------ DATASET CONTENT ------

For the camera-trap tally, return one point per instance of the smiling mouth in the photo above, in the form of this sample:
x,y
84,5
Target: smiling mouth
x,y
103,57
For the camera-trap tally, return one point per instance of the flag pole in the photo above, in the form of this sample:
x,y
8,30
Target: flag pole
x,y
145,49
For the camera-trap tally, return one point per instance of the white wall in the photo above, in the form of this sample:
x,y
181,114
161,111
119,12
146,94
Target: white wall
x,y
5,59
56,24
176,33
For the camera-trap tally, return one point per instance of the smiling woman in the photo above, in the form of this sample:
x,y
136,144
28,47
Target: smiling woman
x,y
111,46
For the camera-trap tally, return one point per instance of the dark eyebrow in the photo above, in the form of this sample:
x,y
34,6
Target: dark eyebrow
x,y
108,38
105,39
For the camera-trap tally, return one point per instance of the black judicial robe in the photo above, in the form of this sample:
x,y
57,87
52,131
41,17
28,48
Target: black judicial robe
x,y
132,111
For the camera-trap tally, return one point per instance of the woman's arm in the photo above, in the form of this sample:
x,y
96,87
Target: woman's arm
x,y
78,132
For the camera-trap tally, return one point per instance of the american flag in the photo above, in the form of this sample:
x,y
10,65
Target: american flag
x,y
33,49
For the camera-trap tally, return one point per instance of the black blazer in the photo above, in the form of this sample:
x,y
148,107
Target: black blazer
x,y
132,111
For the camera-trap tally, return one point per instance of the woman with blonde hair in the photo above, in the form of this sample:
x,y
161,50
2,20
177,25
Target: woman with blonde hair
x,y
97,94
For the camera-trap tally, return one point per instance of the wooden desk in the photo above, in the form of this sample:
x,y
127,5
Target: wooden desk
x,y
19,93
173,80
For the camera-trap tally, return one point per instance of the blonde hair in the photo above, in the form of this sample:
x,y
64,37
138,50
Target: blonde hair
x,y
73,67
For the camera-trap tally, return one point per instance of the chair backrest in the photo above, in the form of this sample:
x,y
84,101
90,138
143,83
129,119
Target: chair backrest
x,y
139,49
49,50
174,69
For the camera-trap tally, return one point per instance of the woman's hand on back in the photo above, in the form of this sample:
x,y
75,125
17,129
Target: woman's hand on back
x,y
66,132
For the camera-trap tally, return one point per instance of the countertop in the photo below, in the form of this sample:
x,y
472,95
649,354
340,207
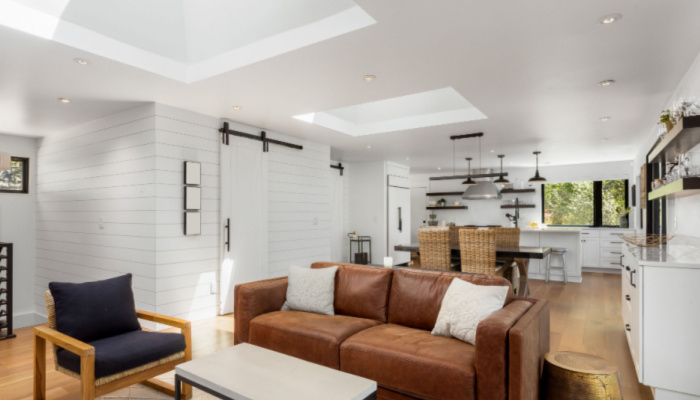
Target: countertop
x,y
681,251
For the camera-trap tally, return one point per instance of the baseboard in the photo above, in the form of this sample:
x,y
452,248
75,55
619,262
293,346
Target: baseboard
x,y
555,278
602,270
27,319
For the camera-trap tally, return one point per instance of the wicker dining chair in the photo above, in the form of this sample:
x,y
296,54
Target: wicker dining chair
x,y
92,386
434,246
478,252
454,234
508,237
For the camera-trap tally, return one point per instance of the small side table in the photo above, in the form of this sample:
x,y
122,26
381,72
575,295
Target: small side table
x,y
360,255
575,376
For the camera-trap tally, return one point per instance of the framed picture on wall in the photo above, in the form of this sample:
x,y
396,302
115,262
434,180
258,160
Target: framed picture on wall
x,y
193,223
193,198
193,173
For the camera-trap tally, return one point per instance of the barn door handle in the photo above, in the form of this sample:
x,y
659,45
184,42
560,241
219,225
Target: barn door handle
x,y
228,234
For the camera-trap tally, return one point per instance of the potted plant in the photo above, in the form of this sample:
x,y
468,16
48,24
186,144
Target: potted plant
x,y
622,213
666,119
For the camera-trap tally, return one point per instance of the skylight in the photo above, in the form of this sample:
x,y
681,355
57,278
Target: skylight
x,y
419,110
186,40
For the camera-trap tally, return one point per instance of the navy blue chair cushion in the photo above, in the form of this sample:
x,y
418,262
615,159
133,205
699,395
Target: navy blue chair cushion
x,y
95,310
123,352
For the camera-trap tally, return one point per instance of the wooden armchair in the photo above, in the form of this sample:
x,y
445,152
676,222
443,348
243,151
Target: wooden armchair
x,y
90,387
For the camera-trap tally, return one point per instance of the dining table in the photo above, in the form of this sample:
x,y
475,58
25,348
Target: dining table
x,y
502,252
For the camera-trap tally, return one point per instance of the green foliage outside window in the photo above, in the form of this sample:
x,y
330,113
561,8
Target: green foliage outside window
x,y
573,203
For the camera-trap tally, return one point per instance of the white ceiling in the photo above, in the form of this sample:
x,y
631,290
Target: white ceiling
x,y
531,67
417,110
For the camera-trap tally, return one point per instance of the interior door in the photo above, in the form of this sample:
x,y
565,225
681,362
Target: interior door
x,y
399,222
244,216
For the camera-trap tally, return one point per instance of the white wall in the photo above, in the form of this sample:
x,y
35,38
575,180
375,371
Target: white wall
x,y
96,202
18,226
683,216
488,212
299,198
186,266
368,205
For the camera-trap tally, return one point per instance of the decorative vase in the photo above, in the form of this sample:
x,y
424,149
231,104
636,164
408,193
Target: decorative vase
x,y
624,222
669,126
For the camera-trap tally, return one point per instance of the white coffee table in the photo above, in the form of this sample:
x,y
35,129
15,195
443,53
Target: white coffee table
x,y
247,372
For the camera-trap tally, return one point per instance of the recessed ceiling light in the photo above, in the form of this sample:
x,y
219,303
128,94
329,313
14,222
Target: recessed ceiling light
x,y
609,19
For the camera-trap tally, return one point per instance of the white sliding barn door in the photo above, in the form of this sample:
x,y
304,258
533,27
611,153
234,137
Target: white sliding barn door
x,y
399,222
244,203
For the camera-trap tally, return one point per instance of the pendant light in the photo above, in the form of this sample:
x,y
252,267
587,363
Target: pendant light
x,y
469,181
501,180
5,161
537,178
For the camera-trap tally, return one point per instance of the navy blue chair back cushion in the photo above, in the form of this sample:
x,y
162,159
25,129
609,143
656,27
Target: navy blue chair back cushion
x,y
95,310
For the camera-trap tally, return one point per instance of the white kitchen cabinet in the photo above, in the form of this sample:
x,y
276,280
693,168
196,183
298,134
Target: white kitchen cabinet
x,y
660,315
590,252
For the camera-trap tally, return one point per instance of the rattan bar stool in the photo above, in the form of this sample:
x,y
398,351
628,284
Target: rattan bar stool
x,y
561,253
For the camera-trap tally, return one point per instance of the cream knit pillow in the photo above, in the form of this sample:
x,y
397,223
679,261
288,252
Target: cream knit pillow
x,y
464,306
311,290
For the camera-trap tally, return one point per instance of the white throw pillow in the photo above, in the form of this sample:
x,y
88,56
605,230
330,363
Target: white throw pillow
x,y
464,306
311,290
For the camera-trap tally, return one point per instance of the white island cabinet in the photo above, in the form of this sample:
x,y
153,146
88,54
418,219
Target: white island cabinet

------

### [REQUIRED WORK]
Images in the data above are to be skipped. Retype all other material exactly.

### [FULL SOLUTION]
For the camera-trap tally, return one point per instance of the smiling mouth in the photo above, in the form of this sample:
x,y
84,5
Target: smiling mouth
x,y
103,57
For the camera-trap tally, return one point per instance of the flag pole in the photo above, in the form of this sample:
x,y
8,30
Target: flag pole
x,y
145,49
For the camera-trap tally, return one point per instance of the white wall in the photo above, in the form of this sample:
x,y
181,114
161,111
119,12
146,94
Target: white wall
x,y
5,59
56,24
176,33
For the camera-trap tally, return one point per instance of the smiling woman in the photo above, in the form of this sample:
x,y
136,144
28,47
Target: smiling woman
x,y
111,46
For the camera-trap tally, return one point per instance of the dark eyebrow in the photo above, in the form of this sample:
x,y
34,6
Target: dark eyebrow
x,y
108,38
105,39
For the camera-trap tally, return one point per instance of the black judicial robe in the photo above, in the form of this sample:
x,y
57,87
52,131
41,17
28,48
Target: black judicial robe
x,y
132,111
For the camera-trap tally, return one point per instance of the woman's arm in the photo above, in the form of this sample:
x,y
96,87
Target: woman's arm
x,y
78,132
For the camera-trap tally, return one point per instance of the american flag in the photo above, in the form of this sample:
x,y
10,65
Target: american flag
x,y
33,49
For the camera-trap tally, return one point per instance of the black blazer in the photo above, in the form of this sample:
x,y
148,107
Target: black blazer
x,y
132,111
For the camera-trap tally, return one point per instance of the woman with blonde hair in the photo above, in the form of this sample:
x,y
161,50
2,20
177,25
Target: woman with blonde hair
x,y
97,94
For the camera-trap tally, return one point per instance of the wooden desk in the photo above, in the form of this sample:
x,y
127,5
Target: wooden desk
x,y
19,93
173,80
For the camera-trap tally, return one point per instance of the blonde hair in the photo above, in the form of this sample:
x,y
64,37
138,50
Target: blonde hair
x,y
73,67
For the camera-trap tally, return one point per instance of the chair backrest in the photo above, in the form of this sample:
x,y
84,101
90,138
143,83
129,119
Target: chair backrest
x,y
139,49
49,50
174,69
For the camera-trap tally, return one point per instance of the woman's hand on back in the photo above, in the form of this sample:
x,y
75,125
17,129
Target: woman's hand on back
x,y
66,132
For the camera-trap tally, return one point per instance of the countertop in the photo below, in the form of this sample:
x,y
472,95
649,354
340,207
Target: countertop
x,y
681,251
For the camera-trap tally, return one point per instance of the baseboard in the photo above, in the form of this sample:
x,y
452,248
75,55
619,262
293,346
Target: baseboard
x,y
555,278
602,270
27,319
For the camera-trap tally, return one point per instance of the wicker dining chair in the photo above, in the form of this sample:
x,y
296,54
Target: wicker dining chair
x,y
92,386
434,246
478,252
454,234
508,237
For the camera-trap tally, return one point per instance of the small side table in the photo above, in the form of this sample:
x,y
122,26
381,72
575,295
Target: small side table
x,y
360,255
575,376
For the camera-trap tally, return one point per instance of the framed picture on wall in the photo above, in the form of this sample:
x,y
396,302
115,262
434,180
258,160
Target: framed picture on wall
x,y
193,223
193,198
193,173
For the camera-trap tally, return one point per instance of the barn door handle in the photo above, in the form of this sample:
x,y
659,45
184,42
560,241
219,225
Target: barn door handle
x,y
228,234
For the camera-trap tally, return one point per instance of the potted plant in the photo above, in the form of this sample:
x,y
468,16
48,24
186,144
Target: potted plant
x,y
622,213
666,119
For the camera-trap tally, return one point per instance of the skylight in the photo above, in the form of this sample:
x,y
681,355
57,278
Target: skylight
x,y
419,110
186,40
For the camera-trap tally, return one point per instance of the navy blue chair cushion in the photo above, in the form of this sample:
x,y
418,262
615,159
133,205
699,395
Target: navy blue chair cushion
x,y
95,310
123,352
For the camera-trap tally, return one point per instance of the wooden armchair in the photo above, in the form of this sample:
x,y
445,152
676,222
443,348
243,151
Target: wooden armchair
x,y
90,387
For the camera-trap tally, return one point per instance of the dining table in the photo above, in the form of this sample:
x,y
475,58
25,348
Target: dining table
x,y
502,252
For the camera-trap tally, return one point per instance of the green foliage outside window in the photo above, in the form of this sample:
x,y
330,113
561,8
Target: green foliage outside window
x,y
573,203
For the camera-trap tally, return one point per instance of the white ceiling in the photo above, in the form of this sample:
x,y
631,290
Target: white ceiling
x,y
531,67
417,110
For the camera-trap tally, return one point per instance of the interior door in the photo above, in the form of this sample:
x,y
565,225
681,362
Target: interior door
x,y
399,222
244,216
For the camera-trap tally, return one point per instance of the white wall in the photo above, in the form of this sample:
x,y
35,38
575,180
375,371
Target: white wall
x,y
96,202
18,226
683,216
488,212
299,198
186,266
368,205
For the camera-trap tally, return one point per instance of the decorative vase in the photo above, in the form of this sample:
x,y
424,149
231,104
636,164
408,193
Target: decorative vase
x,y
624,222
669,126
For the camera-trap tally, return one point per instance of the white coffee table in the photo above, in the form of this sample:
x,y
35,129
15,195
443,53
Target: white coffee table
x,y
247,372
For the camera-trap tally, return one point per instance of the recessed ceiling light in the photo above, in the form of this sample:
x,y
219,303
128,94
329,313
14,222
Target: recessed ceiling light
x,y
609,19
For the camera-trap tally, return one point per instance of the white sliding barn door in the photo above, in the form of this sample:
x,y
304,258
533,27
611,153
234,137
Target: white sliding barn door
x,y
399,222
244,203
For the camera-trap tally, return one point per instance of the pendant light in the photo above, in the form of this sample:
x,y
252,267
587,363
Target: pendant light
x,y
469,181
501,180
5,161
537,178
For the camera-trap tally, return one point per instance of the navy blue chair back cushion in the photo above, in the form of this sample:
x,y
162,159
25,129
609,143
656,27
Target: navy blue chair back cushion
x,y
95,310
For the camera-trap tally, return one point per instance of the white kitchen cabinet in the photo above, in the form of this sample:
x,y
276,280
693,168
196,183
298,134
Target: white kitchen cabinet
x,y
660,315
590,252
For the camera-trap tally, return one point per instance of the rattan bar stool in the photo above, in the form of this sample:
x,y
398,351
628,284
Target: rattan bar stool
x,y
561,253
For the camera-trap tally, return one point per instance of the cream knit pillow in the photo above, in the form of this sample:
x,y
397,223
679,261
288,252
Target: cream knit pillow
x,y
464,306
311,290
For the camera-trap tally, return one point per instance of the white throw pillow in the photo above, in the form of this sample:
x,y
88,56
605,230
330,363
Target: white throw pillow
x,y
464,306
311,290
For the camera-trap tally, return one point per instance of the white island cabinet in the photo above, in the form of this sample:
x,y
153,146
88,54
418,219
Target: white island cabinet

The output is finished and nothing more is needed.